> **THE REQUEST**: Swap "green hillside" for "grassy slope" wherever it occurs in the records below, and leave every other part of the lines as it is.

> **Excerpt from a dataset**:
^^^^^^^^

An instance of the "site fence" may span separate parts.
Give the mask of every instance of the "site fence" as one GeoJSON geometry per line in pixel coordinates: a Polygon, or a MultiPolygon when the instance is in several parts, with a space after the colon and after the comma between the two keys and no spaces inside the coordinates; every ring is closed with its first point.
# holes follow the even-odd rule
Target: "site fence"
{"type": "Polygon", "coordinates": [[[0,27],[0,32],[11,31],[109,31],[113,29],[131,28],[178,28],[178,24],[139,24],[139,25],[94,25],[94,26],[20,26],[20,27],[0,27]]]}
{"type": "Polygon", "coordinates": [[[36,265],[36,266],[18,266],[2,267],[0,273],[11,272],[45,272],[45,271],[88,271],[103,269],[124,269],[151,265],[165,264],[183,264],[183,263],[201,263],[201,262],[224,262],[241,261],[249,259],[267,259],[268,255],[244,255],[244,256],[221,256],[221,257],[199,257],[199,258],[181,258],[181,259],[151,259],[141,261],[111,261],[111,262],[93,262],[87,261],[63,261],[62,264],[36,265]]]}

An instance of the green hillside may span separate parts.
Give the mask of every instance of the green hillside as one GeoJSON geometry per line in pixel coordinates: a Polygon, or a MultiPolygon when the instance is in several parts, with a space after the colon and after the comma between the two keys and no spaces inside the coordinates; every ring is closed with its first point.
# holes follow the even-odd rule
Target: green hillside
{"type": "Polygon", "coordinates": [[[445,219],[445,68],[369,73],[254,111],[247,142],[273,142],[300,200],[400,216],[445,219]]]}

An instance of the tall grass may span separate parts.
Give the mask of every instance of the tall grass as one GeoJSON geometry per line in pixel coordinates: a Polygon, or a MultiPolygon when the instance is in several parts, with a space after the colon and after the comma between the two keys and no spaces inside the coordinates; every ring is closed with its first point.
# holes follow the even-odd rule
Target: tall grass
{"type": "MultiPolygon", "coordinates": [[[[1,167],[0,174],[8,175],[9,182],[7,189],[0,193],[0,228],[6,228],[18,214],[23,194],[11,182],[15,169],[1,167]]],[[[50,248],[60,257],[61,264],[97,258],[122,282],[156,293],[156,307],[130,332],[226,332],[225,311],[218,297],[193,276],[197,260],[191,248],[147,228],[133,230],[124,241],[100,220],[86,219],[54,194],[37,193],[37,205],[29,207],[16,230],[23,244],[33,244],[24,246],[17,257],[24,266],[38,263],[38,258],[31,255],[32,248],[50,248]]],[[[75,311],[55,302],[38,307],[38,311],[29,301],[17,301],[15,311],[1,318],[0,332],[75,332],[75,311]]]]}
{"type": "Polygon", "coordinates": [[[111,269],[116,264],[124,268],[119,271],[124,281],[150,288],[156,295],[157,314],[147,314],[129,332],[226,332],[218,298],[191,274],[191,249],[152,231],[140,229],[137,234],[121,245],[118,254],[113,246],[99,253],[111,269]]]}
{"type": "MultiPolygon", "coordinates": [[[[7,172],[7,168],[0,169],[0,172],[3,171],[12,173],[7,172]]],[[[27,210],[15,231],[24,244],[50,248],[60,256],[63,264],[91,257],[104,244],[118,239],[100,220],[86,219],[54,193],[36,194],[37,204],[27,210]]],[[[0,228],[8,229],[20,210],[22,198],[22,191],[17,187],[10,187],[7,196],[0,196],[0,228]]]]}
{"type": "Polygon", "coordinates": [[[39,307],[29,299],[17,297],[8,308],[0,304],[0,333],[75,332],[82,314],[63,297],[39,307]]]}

^^^^^^^^

> **RESULT**:
An instance of the "site fence" may span separate parts.
Give the mask of every instance of the "site fence" as one GeoJSON geometry per line in pixel coordinates: a Polygon, or a MultiPolygon when the instance is in several parts, with a space after the colon and after the comma between the two keys and no spaces inside the coordinates; every ring is closed with its first point.
# holes follow the even-odd rule
Target: "site fence"
{"type": "Polygon", "coordinates": [[[0,27],[0,32],[11,31],[109,31],[113,29],[131,28],[178,28],[178,24],[139,24],[139,25],[94,25],[94,26],[20,26],[20,27],[0,27]]]}
{"type": "Polygon", "coordinates": [[[36,265],[36,266],[18,266],[2,267],[0,273],[11,272],[45,272],[45,271],[88,271],[103,269],[124,269],[151,265],[165,264],[183,264],[183,263],[201,263],[201,262],[224,262],[241,261],[249,259],[267,259],[268,255],[244,255],[244,256],[221,256],[221,257],[199,257],[199,258],[181,258],[181,259],[151,259],[141,261],[111,261],[111,262],[93,262],[87,261],[63,261],[62,264],[36,265]]]}

An instance of the grassy slope may span separate parts.
Give the mask of every instance of the grassy slope as one GeoJSON geometry per line in pixel coordinates: a Polygon, or a MultiPolygon when the instance is in several parts, with a space after the colon and after the comma between the two keys and no spaces inside the coordinates; every ring is closed with its first point.
# holes follow the even-odd rule
Target: grassy slope
{"type": "Polygon", "coordinates": [[[445,219],[445,68],[369,73],[254,111],[247,142],[273,142],[300,200],[400,216],[445,219]]]}

An instance of the tall grass may span separate parts.
Give the mask of every instance of the tall grass as one GeoJSON geometry per line in pixel coordinates: a Polygon, or a MultiPolygon when the instance is in several parts, with a space after the colon and after the comma between the two keys and no spaces inside the coordinates; every ring is closed with its first point.
# holes follow the even-odd rule
Target: tall grass
{"type": "MultiPolygon", "coordinates": [[[[1,167],[0,174],[8,175],[9,182],[7,189],[0,193],[0,228],[6,228],[18,214],[23,194],[11,182],[15,169],[1,167]]],[[[50,248],[60,257],[61,264],[97,258],[122,282],[156,293],[156,307],[130,332],[226,332],[225,311],[218,297],[193,276],[197,260],[191,248],[147,228],[133,230],[124,241],[100,220],[86,219],[54,194],[37,193],[37,205],[29,207],[16,230],[23,244],[33,244],[24,246],[17,257],[24,266],[38,263],[38,258],[31,255],[32,248],[50,248]]],[[[75,311],[55,302],[38,307],[38,311],[29,301],[17,301],[15,311],[1,318],[0,332],[75,332],[75,311]]]]}
{"type": "Polygon", "coordinates": [[[111,269],[116,264],[124,268],[119,271],[124,281],[150,288],[156,295],[157,314],[147,314],[129,332],[226,332],[218,298],[191,274],[191,249],[152,231],[140,229],[137,234],[121,245],[118,254],[113,246],[99,253],[111,269]]]}
{"type": "MultiPolygon", "coordinates": [[[[7,172],[7,168],[0,169],[0,172],[3,171],[12,173],[7,172]]],[[[27,210],[15,231],[24,244],[50,248],[60,256],[63,264],[91,257],[104,244],[118,239],[100,220],[86,219],[54,193],[36,194],[37,204],[27,210]]],[[[0,228],[8,229],[20,210],[22,198],[22,191],[17,187],[10,187],[7,196],[0,196],[0,228]]]]}
{"type": "Polygon", "coordinates": [[[39,307],[29,299],[17,297],[8,308],[0,304],[0,333],[75,332],[82,314],[63,297],[39,307]]]}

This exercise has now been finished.